_Selected text_:
Screen orientation is not supported before Qt 4.7.2. So some platform specific code is necessary to lock or unlock the device orientation if you are compiling with old versions of Qt. However, if you are using QtCreator to develop your applications, you don't need to worry about it, since it abstracts all the necessary code in a helper class.

Qt Creator Wizard

While creating a new project, you will be prompted to choose what kind of orientation behavior your application will have. The default option is "Automatically Rotate Orientation". If your application is designed to work in just one screen orientation, you can choose one of the other options, which are "Lock to Landscape Orientation" and "Lock to Portrait Orientation".

_Your task_: Return the part of the passage on Qt screen orientation that starts at "Screen orientation is" and ends at "a helper class.", copied word for word.

_Extracted records_:
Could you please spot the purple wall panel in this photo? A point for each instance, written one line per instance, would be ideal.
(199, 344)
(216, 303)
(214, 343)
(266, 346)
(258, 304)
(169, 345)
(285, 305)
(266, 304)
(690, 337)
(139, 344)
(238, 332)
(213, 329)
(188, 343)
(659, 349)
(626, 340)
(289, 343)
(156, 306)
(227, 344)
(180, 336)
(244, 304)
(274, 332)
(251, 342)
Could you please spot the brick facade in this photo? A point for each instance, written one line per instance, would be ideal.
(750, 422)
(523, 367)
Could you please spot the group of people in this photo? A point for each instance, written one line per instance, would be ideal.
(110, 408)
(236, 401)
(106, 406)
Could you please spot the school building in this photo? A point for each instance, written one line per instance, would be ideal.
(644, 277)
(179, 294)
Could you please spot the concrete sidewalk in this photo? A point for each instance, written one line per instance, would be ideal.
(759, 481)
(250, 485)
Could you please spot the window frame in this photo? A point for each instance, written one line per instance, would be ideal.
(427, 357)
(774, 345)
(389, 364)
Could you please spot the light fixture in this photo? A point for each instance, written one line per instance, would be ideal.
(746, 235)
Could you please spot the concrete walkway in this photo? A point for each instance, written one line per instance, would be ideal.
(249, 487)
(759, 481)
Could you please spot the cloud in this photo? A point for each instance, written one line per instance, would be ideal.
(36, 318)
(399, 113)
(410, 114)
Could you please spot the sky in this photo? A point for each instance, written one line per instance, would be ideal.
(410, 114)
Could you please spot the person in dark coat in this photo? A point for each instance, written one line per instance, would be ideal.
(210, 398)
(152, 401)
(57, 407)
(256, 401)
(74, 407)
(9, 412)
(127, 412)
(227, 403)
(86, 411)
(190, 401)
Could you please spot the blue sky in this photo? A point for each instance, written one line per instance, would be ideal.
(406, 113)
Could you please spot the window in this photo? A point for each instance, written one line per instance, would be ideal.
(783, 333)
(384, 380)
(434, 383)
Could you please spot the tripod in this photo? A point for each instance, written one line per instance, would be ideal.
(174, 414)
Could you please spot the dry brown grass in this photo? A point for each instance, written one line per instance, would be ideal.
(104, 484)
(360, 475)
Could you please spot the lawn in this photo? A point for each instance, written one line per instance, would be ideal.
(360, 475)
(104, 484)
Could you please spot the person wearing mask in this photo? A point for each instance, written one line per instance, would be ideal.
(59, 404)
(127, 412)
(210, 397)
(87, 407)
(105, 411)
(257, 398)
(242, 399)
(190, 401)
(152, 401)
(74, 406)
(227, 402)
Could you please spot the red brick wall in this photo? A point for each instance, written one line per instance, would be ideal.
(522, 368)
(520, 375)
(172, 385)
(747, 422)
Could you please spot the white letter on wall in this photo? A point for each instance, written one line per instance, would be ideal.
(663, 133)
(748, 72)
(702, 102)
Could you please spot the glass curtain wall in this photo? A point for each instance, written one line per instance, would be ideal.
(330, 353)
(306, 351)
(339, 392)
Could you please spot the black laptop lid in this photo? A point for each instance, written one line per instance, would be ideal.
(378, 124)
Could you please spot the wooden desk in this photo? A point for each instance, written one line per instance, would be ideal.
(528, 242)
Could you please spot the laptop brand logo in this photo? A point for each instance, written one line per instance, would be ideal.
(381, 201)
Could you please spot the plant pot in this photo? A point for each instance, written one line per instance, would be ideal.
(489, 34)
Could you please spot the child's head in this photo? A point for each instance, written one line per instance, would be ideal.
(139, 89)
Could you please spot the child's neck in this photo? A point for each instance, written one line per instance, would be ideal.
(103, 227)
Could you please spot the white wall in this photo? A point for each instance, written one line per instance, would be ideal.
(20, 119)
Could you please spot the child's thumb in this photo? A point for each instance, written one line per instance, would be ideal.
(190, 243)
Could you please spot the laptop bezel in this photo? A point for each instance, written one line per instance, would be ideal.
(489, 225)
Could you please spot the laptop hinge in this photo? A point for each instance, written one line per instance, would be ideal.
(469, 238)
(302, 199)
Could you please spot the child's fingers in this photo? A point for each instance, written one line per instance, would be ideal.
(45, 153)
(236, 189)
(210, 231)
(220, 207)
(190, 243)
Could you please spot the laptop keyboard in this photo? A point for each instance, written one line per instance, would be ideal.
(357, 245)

_The reply_:
Screen orientation is not supported before Qt 4.7.2. So some platform specific code is necessary to lock or unlock the device orientation if you are compiling with old versions of Qt. However, if you are using QtCreator to develop your applications, you don't need to worry about it, since it abstracts all the necessary code in a helper class.